Required work: Copy out verbatim the portion of the records that begins at their start and ends with the line containing "Outline every instance of the dirt trail.", with both of those lines included.

Records for this exercise:
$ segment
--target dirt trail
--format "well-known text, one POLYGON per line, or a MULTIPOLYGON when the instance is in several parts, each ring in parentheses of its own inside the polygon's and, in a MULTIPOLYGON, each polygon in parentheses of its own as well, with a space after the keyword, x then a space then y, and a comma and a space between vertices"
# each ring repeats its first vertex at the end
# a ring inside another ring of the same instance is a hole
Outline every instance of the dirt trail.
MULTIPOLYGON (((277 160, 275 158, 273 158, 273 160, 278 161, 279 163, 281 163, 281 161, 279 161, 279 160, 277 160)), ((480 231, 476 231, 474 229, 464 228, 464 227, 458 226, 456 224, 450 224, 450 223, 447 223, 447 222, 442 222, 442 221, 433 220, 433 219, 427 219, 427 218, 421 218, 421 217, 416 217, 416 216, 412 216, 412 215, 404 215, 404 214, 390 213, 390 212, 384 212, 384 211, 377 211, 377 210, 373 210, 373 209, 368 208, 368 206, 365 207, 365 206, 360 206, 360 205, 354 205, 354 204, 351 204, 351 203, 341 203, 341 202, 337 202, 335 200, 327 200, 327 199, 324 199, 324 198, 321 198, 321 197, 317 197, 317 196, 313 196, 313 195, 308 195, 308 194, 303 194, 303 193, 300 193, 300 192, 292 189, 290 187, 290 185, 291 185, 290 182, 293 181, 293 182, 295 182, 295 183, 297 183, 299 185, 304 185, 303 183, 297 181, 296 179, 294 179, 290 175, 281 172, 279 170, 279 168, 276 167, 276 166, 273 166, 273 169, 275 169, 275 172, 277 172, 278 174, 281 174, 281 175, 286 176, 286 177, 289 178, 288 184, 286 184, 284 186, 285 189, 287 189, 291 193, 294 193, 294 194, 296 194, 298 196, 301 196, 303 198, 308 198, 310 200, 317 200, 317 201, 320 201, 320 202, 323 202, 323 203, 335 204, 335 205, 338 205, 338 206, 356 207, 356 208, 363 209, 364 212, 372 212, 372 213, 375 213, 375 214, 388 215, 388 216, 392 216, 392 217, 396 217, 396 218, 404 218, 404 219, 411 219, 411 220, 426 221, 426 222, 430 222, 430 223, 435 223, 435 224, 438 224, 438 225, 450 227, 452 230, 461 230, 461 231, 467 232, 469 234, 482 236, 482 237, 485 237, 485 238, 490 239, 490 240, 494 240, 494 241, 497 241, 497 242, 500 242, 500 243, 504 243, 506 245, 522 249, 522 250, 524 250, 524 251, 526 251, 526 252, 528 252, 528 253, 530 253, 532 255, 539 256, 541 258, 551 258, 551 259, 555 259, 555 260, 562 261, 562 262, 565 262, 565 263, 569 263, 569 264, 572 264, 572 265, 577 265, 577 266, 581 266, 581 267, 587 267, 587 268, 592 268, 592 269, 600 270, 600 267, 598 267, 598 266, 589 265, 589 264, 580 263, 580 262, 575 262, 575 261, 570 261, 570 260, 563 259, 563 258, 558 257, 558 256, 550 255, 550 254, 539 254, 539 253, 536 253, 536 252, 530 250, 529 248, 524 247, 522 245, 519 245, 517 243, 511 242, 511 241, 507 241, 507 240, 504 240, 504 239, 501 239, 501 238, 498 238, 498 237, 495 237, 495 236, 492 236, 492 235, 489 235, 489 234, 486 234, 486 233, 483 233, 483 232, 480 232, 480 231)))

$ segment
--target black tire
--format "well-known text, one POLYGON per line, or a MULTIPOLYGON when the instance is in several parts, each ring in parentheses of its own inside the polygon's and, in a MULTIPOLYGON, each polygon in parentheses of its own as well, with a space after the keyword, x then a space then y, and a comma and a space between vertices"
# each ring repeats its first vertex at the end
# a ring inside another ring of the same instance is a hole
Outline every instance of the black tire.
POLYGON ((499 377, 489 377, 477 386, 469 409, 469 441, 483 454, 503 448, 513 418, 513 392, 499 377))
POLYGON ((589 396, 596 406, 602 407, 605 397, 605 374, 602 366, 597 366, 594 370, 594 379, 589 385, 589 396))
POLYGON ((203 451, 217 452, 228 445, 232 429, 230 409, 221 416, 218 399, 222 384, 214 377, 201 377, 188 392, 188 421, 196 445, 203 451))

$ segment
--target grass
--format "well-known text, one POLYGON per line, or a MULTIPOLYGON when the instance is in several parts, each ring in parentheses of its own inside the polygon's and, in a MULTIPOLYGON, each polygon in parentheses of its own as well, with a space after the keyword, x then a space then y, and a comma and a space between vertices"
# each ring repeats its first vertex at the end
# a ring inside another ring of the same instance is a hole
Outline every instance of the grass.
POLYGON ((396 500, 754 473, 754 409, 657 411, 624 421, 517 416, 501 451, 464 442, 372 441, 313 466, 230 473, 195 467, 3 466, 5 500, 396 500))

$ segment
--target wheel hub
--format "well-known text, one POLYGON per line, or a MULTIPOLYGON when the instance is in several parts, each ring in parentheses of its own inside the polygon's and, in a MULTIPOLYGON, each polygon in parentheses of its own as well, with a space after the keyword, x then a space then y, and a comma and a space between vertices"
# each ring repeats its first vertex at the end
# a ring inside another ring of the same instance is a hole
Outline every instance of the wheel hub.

Written answer:
$ segment
--target dirt trail
--format "well-known text, one POLYGON per line, or a MULTIPOLYGON when the instance is in several parts, each ring in parentheses of its own inside the polygon's and, in a MULTIPOLYGON, each polygon in parentheses of its own as well, with a space after the keyword, x then a space then y, and a comma and a space between vertices"
# each ring repeats its first vertex at the end
# a ring inside another ring of the same instance is a hole
Outline every instance of the dirt trail.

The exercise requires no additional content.